Exercise directions –
Scan the records below for the line with "[[715, 482], [1070, 553], [255, 504], [446, 601]]" and the line with "For every instance of the short". Repeat those two lines and every line between them exactly, and nothing else.

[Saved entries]
Start of Block

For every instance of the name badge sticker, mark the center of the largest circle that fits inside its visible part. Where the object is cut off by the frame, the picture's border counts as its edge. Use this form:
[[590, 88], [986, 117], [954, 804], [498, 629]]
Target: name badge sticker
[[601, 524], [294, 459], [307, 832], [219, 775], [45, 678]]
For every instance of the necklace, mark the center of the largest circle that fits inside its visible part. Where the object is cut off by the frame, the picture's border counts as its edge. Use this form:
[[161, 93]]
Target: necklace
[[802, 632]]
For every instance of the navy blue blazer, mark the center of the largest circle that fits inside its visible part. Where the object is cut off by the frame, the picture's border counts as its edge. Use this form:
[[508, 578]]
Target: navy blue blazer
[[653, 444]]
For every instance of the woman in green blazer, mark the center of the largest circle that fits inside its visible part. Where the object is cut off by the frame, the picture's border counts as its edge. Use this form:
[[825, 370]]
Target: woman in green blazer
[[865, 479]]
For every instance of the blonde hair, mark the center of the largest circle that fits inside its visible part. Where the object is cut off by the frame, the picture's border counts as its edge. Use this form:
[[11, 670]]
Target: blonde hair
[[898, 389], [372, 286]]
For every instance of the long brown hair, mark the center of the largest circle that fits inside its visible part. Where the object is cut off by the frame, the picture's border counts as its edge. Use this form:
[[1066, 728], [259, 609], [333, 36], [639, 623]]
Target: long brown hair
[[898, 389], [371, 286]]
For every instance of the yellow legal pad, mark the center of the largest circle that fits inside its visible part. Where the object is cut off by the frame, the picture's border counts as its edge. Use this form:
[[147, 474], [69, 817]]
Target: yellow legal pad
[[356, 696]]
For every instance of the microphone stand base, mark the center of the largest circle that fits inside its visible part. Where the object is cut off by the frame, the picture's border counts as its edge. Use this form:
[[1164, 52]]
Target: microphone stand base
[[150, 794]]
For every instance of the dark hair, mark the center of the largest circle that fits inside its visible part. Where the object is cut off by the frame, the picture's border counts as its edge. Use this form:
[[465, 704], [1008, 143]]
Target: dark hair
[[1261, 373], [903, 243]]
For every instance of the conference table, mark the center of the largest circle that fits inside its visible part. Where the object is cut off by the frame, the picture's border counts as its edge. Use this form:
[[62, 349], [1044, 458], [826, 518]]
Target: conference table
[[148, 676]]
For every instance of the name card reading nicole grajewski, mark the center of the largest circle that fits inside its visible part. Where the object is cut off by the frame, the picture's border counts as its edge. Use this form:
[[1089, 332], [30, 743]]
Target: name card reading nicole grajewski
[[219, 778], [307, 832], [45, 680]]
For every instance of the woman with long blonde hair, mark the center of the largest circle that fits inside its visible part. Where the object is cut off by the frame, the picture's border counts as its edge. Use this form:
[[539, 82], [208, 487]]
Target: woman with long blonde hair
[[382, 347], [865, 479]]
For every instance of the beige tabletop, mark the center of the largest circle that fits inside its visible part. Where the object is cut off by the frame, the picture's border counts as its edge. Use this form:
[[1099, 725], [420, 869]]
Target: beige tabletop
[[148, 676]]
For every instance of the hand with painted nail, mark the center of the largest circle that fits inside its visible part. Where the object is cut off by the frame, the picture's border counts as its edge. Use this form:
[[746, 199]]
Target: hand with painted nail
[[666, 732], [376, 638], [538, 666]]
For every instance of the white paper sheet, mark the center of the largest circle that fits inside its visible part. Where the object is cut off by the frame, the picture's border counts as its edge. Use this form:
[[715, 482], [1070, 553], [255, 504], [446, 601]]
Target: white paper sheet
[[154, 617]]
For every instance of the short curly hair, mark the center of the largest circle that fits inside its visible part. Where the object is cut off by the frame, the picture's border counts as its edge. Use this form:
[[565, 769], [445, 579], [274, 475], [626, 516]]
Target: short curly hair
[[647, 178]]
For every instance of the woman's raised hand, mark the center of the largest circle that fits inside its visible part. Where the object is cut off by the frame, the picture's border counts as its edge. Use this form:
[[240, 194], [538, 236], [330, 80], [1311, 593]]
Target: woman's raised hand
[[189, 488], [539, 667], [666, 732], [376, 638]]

End of Block

Answer to the exercise –
[[715, 482], [1070, 553], [255, 504], [446, 601]]
Target: white paper sheet
[[154, 617]]
For every instance of the short curly hair, mark the center of the largest circle that fits inside its visible part. Where the object is cut off by the frame, the picture's border counts as its edge. Use this form:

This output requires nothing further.